**Set task A**
From the Kershaw knife thread below, write out the passage that begins at the words "Well I'm certainly" and stops after "NeonLights (Feb 26, 2006)".

**Document segment**
# Kershaw knives (!?)



## PJD (Feb 26, 2006)

I was in need of a new pocket knife, so I picked up a Kershaw at my local Wally World. I forget the model number (I'm at work, and we can't carry knives at work...so it's not with me right now), but it's only got about a 2.5" blade, it's a side lock, and it has "assisted opening" (...just a slight push from my index finger makes the blade pop open). It's a pretty neat little knife, and for the price (abut $25.00) I'm pretty happy with it. I didn't really have the funds on hand to purchase a Sebenza or any of the other high quality knives that are talked about here, so I got what I could for now. My question is, is Kershaw a fairly good quality knife for the $$? Does the steel they use hold an edge fairly well, or did I spend my money on junk? I'd read the comments on Gerber knives...that, coupled with the negative experiences I've had with Gerbers; so I stayed away from them. In a nutshell, how does Kershaw stack up against other "budget" knives? I kept the receipt, so if the general concensus is that I could do better for the money, I can take it back. Any input is appreciated! Thanx in advance...

PJD


----------



## Sigman (Feb 26, 2006)

Well I'm certainly not a "knife guru" - but feel like I know a lesser quality one than not...I've always been satisified with the Kershaws that I owned.


----------



## NeonLights (Feb 26, 2006)

I've got several knives made by Kershaw: Scallion, Chive, Vapor and Boa, and they are very good knives for the money. I have better knives, but I'm very happy with the Kershaw knives I have. They come very sharp out of the box, and hold their edge very well. Many of their knives are some of the best values in under $50 knives I've found.

-Keith


----------



## chevrofreak (Feb 26, 2006)

My Kershaw Vapor II that I paid $25 for at Walmart has been a great knife. The steel used isnt as hard, but for that price its expected. The titanium bushings between the blade and frame make it very smooth once broken in.


----------



## PJD (Feb 26, 2006)

Thanx for the replies! I'll definitely be keeping the Kershaw!

PJD


----------



## ACMarina (Feb 26, 2006)

Kershaw>Gerber ANY DAY. My dad owns one nice dressy knife, a Black Chive from Mr.Onion. It's really sweet. I don't have one anymore because I'm a little bit free with my $$, so I have the Benchmade version  It's a bi-product from being on here, I guess


----------



## PJD (Feb 26, 2006)

...home from work now and checked the model: it's a "brushed" silver color Chive 1600. The operation of it is VERY smooth! I'm quite pleased with it!

PJD


----------



## Starshiptrupr (Feb 26, 2006)

I only have a chive and a leek by Kershaw but they've been great for the $$ IMO too. I've never had to sharpen either, and the only problem is that I broke the safety on the chive. (I just haven't gotten around to getting the parts.)


----------



## ghostrider (Feb 26, 2006)

**Material provided**
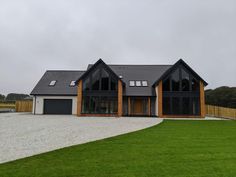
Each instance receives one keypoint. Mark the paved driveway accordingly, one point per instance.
(23, 135)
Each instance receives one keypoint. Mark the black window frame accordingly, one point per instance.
(181, 94)
(111, 94)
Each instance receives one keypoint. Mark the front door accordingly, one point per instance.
(138, 107)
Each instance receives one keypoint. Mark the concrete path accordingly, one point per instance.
(23, 135)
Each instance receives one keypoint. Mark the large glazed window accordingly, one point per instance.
(181, 93)
(100, 93)
(99, 105)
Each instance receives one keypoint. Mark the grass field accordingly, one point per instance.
(171, 149)
(7, 105)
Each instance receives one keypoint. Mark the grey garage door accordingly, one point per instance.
(57, 106)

**Set task B**
Pick out and copy every line of the listing above that contains the word "instance".

**Reply A**
Well I'm certainly not a "knife guru" - but feel like I know a lesser quality one than not...I've always been satisified with the Kershaws that I owned.


----------



## NeonLights (Feb 26, 2006)

**Reply B**
Each instance receives one keypoint. Mark the paved driveway accordingly, one point per instance.
Each instance receives one keypoint. Mark the black window frame accordingly, one point per instance.
Each instance receives one keypoint. Mark the front door accordingly, one point per instance.
Each instance receives one keypoint. Mark the concrete path accordingly, one point per instance.
Each instance receives one keypoint. Mark the large glazed window accordingly, one point per instance.
Each instance receives one keypoint. Mark the grass field accordingly, one point per instance.
Each instance receives one keypoint. Mark the grey garage door accordingly, one point per instance.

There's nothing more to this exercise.